## EXERCÍCIO BREVE A
Transcreva sem alterações estas linhas da listagem: comece na linha que contém "query (the phrase naming what to segment): wooden" e vá até o fim da listagem, incluindo as duas pontas.

O que a reportagem do Metrópoles ouviu nas ruas de São Paulo é condizente com o resultado da pesquisa Quaest divulgada nesta terça-feira (24/9), em que 81% dos eleitores qualificaram os debates entre os candidatos como de baixo nível. Ou seja, se fosse um “corte” para redes sociais, como está na moda, o clima seria de “que Xou da Xuxa é esse?”, para ficar no meme indignado que tomou conta da internet na última semana.
O comerciante Edson da Silva, 56 anos, crítica o panorama geral da eleição em São Paulo. “Acho que vale tudo, é uma baixaria. [Candidatos] Não têm programa de governo e, para ganhar eleição, estão fazendo qualquer coisa para chamar a atenção do eleitorado”, disse.
A empresária Renata Andrade Drebtchinsky, 36 anos, afirma que o cenário é vergonhoso e que as discussões estão seguindo para um rumo que não agrada quem vive na capital paulista. “A gente espera que essa atitude mude o quanto antes, porque não é por aí, né? A política é para ser discutida, para ser planejada, para a gente esperar um futuro para nosso país, cidade, estado”, diz.
O sentimento manifestado pela também empresária Giovana Drebtchinsky, 29 anos, é semelhante. “A situação atual é deplorável, onde a briga gera engajamento, onde é legal estar fora da curva e no fim das contas [isso] não favorece a população, a nós mesmos, nossos filhos e gerações”, afirma.
O motorista de aplicativo Luiz Henrique de Moraes, 32 anos, critica o clima de “quinta série” que tomou conta da eleição. “Estou achando uma palhaçada. Está muito perdida, essa galera da política. Parecem que estão na escola. Realmente, não sabem se controlar, se pôr como políticos mesmo, para ajudar a sociedade e o país. É uma vergonha atrás da outra”, diz.
Moraes compara as baixarias da campanha eleitoral a programa de TV. “Se o povo brasileiro está procurando um reality show, então está mais para isso. Acaba atraindo essas pessoas que querem ver a zona acontecer. A galera séria vê que nenhum político hoje oferece opção ali”, afirma.
O product owner Fernando Toshio Fujimura, 51 anos, também critica a campanha usando a TV como comparativo. “Para ver baixaria, é melhor ver o Ratinho ou até o próprio Datena no programa dele”, diz. “Infelizmente, a gente está vivendo uma fase bem intolerante. Os candidatos estão querendo mais rebaixar um ao outro e esqueceram totalmente da plataforma de propostas políticas”, afirma.
Especialista em marketing, Pedro Felipe da Silva, 20 anos, diz que é deprimente o que tem visto. “A política se tornou até parecida com fanatismo religioso, em que ídolos não podem ser contestados. De alguma maneira, as pessoas começaram a gerar uma idolatria doentia por políticos”, afirma.
O supervisor de logística Isidoro Rodrigues de Freitas Junior, 42 anos, afirma que o cenário “está muito feito, no geral” e que as brigas não têm levado a nada. “Não devemos partir para vias de fato, ignorância. O fator principal não está sendo discutido. O que realmente importa é discutir as questões políticas, melhorias para o povo”, diz.

## EXERCÍCIO BREVE B
Reproduza a parte da reportagem que começa nas palavras "O que a reportagem" e termina após "na última semana.", trocando "terça-feira" por "quarta-feira".

(Trecho de um conjunto de dados)
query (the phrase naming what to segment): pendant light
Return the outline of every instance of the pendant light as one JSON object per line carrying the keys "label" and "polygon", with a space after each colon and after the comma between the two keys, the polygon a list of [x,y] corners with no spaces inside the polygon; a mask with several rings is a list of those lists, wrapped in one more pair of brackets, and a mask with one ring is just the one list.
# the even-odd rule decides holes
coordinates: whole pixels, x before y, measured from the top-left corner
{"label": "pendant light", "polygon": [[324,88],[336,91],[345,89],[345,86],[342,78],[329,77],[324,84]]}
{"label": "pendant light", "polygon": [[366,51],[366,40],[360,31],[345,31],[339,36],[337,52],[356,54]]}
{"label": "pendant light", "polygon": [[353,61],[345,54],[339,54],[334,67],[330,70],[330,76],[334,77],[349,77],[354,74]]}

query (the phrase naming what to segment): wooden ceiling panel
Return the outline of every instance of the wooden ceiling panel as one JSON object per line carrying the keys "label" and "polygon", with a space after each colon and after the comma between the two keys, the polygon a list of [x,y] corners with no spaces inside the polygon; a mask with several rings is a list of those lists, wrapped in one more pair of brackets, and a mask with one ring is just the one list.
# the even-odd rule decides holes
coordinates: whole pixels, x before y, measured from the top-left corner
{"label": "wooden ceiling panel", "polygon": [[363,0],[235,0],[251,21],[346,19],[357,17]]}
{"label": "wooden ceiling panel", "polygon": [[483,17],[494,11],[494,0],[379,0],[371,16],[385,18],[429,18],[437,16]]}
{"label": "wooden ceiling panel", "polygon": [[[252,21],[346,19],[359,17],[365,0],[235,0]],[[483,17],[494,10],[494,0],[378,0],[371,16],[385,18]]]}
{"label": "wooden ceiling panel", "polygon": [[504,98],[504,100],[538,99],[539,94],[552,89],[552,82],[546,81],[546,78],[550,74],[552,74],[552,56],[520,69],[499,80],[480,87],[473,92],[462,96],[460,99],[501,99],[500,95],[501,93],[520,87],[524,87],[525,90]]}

## RESPOSTA CORRETA A
query (the phrase naming what to segment): wooden ceiling panel
Return the outline of every instance of the wooden ceiling panel as one JSON object per line carrying the keys "label" and "polygon", with a space after each colon and after the comma between the two keys, the polygon a list of [x,y] corners with no spaces inside the polygon; a mask with several rings is a list of those lists, wrapped in one more pair of brackets, and a mask with one ring is just the one list.
# the even-odd rule decides holes
coordinates: whole pixels, x before y, measured from the top-left corner
{"label": "wooden ceiling panel", "polygon": [[363,0],[235,0],[251,21],[346,19],[357,17]]}
{"label": "wooden ceiling panel", "polygon": [[483,17],[494,11],[494,0],[379,0],[371,16],[385,18],[429,18],[437,16]]}
{"label": "wooden ceiling panel", "polygon": [[[252,21],[346,19],[359,17],[365,0],[235,0]],[[483,17],[494,10],[494,0],[378,0],[371,16],[385,18]]]}
{"label": "wooden ceiling panel", "polygon": [[504,98],[504,100],[538,99],[539,94],[552,89],[552,82],[546,81],[546,78],[550,74],[552,74],[552,56],[520,69],[499,80],[480,87],[473,92],[462,96],[460,99],[501,99],[500,95],[501,93],[520,87],[524,87],[525,90]]}

## RESPOSTA CORRETA B
O que a reportagem do Metrópoles ouviu nas ruas de São Paulo é condizente com o resultado da pesquisa Quaest divulgada nesta quarta-feira (24/9), em que 81% dos eleitores qualificaram os debates entre os candidatos como de baixo nível. Ou seja, se fosse um “corte” para redes sociais, como está na moda, o clima seria de “que Xou da Xuxa é esse?”, para ficar no meme indignado que tomou conta da internet na última semana.